- _RECORDS SHOWN_:
::::
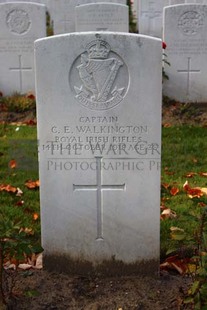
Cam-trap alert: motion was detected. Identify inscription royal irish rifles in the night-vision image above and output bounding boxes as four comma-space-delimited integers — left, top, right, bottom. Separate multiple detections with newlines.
70, 35, 129, 110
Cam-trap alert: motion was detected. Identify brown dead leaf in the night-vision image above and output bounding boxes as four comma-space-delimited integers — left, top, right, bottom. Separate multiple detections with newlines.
16, 187, 23, 197
160, 208, 177, 220
0, 184, 17, 193
199, 172, 207, 177
195, 187, 207, 195
16, 200, 24, 207
33, 213, 39, 221
184, 172, 197, 178
163, 123, 172, 128
18, 264, 32, 270
160, 255, 190, 274
35, 253, 43, 269
170, 187, 179, 196
170, 226, 184, 232
25, 180, 40, 189
9, 159, 17, 169
161, 183, 170, 189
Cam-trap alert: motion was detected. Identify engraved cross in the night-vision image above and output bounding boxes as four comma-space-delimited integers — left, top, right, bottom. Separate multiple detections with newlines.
141, 1, 162, 34
177, 57, 201, 96
9, 55, 32, 93
73, 157, 126, 240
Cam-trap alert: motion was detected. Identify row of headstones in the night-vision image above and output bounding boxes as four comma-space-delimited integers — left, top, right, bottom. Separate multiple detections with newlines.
0, 0, 129, 95
138, 0, 207, 102
137, 0, 207, 38
0, 3, 207, 102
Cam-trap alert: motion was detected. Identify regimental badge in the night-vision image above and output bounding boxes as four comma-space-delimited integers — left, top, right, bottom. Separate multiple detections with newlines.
178, 11, 204, 36
6, 9, 31, 34
70, 35, 129, 110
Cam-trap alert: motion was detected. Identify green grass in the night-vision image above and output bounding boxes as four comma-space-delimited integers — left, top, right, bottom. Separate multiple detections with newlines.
0, 125, 40, 238
0, 125, 207, 257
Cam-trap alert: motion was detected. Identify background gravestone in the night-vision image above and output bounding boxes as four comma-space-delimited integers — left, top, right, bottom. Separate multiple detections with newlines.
138, 0, 166, 38
164, 4, 207, 102
75, 3, 129, 32
0, 2, 46, 95
35, 32, 162, 273
48, 0, 126, 34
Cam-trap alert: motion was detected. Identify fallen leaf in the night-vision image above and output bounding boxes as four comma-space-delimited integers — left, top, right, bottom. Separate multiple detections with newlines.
199, 172, 207, 177
170, 187, 179, 196
170, 226, 184, 232
16, 187, 23, 197
33, 213, 39, 221
35, 253, 43, 269
9, 159, 17, 169
161, 183, 170, 189
25, 180, 40, 189
184, 172, 197, 178
183, 181, 203, 199
18, 264, 32, 270
198, 201, 206, 207
25, 119, 37, 126
163, 123, 172, 128
0, 184, 17, 193
16, 200, 24, 207
160, 208, 177, 220
160, 255, 190, 274
26, 92, 35, 100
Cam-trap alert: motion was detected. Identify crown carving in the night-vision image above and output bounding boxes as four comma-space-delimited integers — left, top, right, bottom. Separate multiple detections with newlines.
86, 40, 111, 59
::::
- _THE TASK_: Present every line of the listing above as a Markdown table with two columns, Row and Line. Give each line its row number, skip blank lines, and leave the pictures out.

- _REPLY TO THE EXERCISE_:
| Row | Line |
|---|---|
| 1 | Cam-trap alert: motion was detected. Identify inscription royal irish rifles in the night-vision image above and output bounding boxes as four comma-space-delimited integers — left, top, right, bottom. Separate multiple detections with newlines. |
| 2 | 70, 35, 129, 110 |
| 3 | Cam-trap alert: motion was detected. Identify brown dead leaf in the night-vision image above and output bounding boxes as four comma-space-delimited integers — left, top, right, bottom. Separate multiple detections with newlines. |
| 4 | 16, 187, 23, 197 |
| 5 | 160, 208, 177, 220 |
| 6 | 0, 184, 17, 193 |
| 7 | 199, 172, 207, 177 |
| 8 | 195, 187, 207, 195 |
| 9 | 16, 200, 24, 207 |
| 10 | 33, 213, 39, 221 |
| 11 | 184, 172, 197, 178 |
| 12 | 163, 123, 172, 128 |
| 13 | 18, 264, 32, 270 |
| 14 | 160, 255, 190, 274 |
| 15 | 35, 253, 43, 269 |
| 16 | 170, 187, 179, 196 |
| 17 | 170, 226, 184, 232 |
| 18 | 25, 180, 40, 189 |
| 19 | 9, 159, 17, 169 |
| 20 | 161, 183, 170, 189 |
| 21 | Cam-trap alert: motion was detected. Identify engraved cross in the night-vision image above and output bounding boxes as four comma-space-delimited integers — left, top, right, bottom. Separate multiple detections with newlines. |
| 22 | 141, 1, 162, 34 |
| 23 | 177, 57, 201, 96 |
| 24 | 9, 55, 32, 93 |
| 25 | 73, 157, 126, 240 |
| 26 | Cam-trap alert: motion was detected. Identify row of headstones in the night-vision image above and output bounding boxes as four comma-space-delimited integers — left, top, right, bottom. Separate multiple detections with newlines. |
| 27 | 0, 0, 129, 95 |
| 28 | 138, 0, 207, 102 |
| 29 | 137, 0, 207, 38 |
| 30 | 0, 3, 207, 102 |
| 31 | Cam-trap alert: motion was detected. Identify regimental badge in the night-vision image above and output bounding boxes as four comma-space-delimited integers — left, top, right, bottom. Separate multiple detections with newlines. |
| 32 | 178, 11, 204, 36 |
| 33 | 6, 9, 31, 34 |
| 34 | 70, 35, 129, 110 |
| 35 | Cam-trap alert: motion was detected. Identify green grass in the night-vision image above and output bounding boxes as four comma-space-delimited integers — left, top, right, bottom. Separate multiple detections with newlines. |
| 36 | 0, 125, 40, 238 |
| 37 | 0, 125, 207, 257 |
| 38 | Cam-trap alert: motion was detected. Identify background gravestone in the night-vision image above and output bounding boxes as four comma-space-delimited integers — left, top, right, bottom. Separate multiple detections with newlines. |
| 39 | 138, 0, 166, 38 |
| 40 | 164, 4, 207, 102 |
| 41 | 75, 3, 129, 32 |
| 42 | 0, 2, 46, 95 |
| 43 | 35, 32, 162, 273 |
| 44 | 48, 0, 126, 34 |
| 45 | Cam-trap alert: motion was detected. Identify fallen leaf in the night-vision image above and output bounding boxes as four comma-space-delimited integers — left, top, right, bottom. Separate multiple detections with newlines. |
| 46 | 199, 172, 207, 177 |
| 47 | 170, 187, 179, 196 |
| 48 | 170, 226, 184, 232 |
| 49 | 16, 187, 23, 197 |
| 50 | 33, 213, 39, 221 |
| 51 | 35, 253, 43, 269 |
| 52 | 9, 159, 17, 169 |
| 53 | 161, 183, 170, 189 |
| 54 | 25, 180, 40, 189 |
| 55 | 184, 172, 197, 178 |
| 56 | 183, 181, 203, 199 |
| 57 | 18, 264, 32, 270 |
| 58 | 198, 201, 206, 207 |
| 59 | 25, 119, 37, 126 |
| 60 | 163, 123, 172, 128 |
| 61 | 0, 184, 17, 193 |
| 62 | 16, 200, 24, 207 |
| 63 | 160, 208, 177, 220 |
| 64 | 160, 255, 190, 274 |
| 65 | 26, 92, 35, 100 |
| 66 | Cam-trap alert: motion was detected. Identify crown carving in the night-vision image above and output bounding boxes as four comma-space-delimited integers — left, top, right, bottom. Separate multiple detections with newlines. |
| 67 | 86, 40, 111, 59 |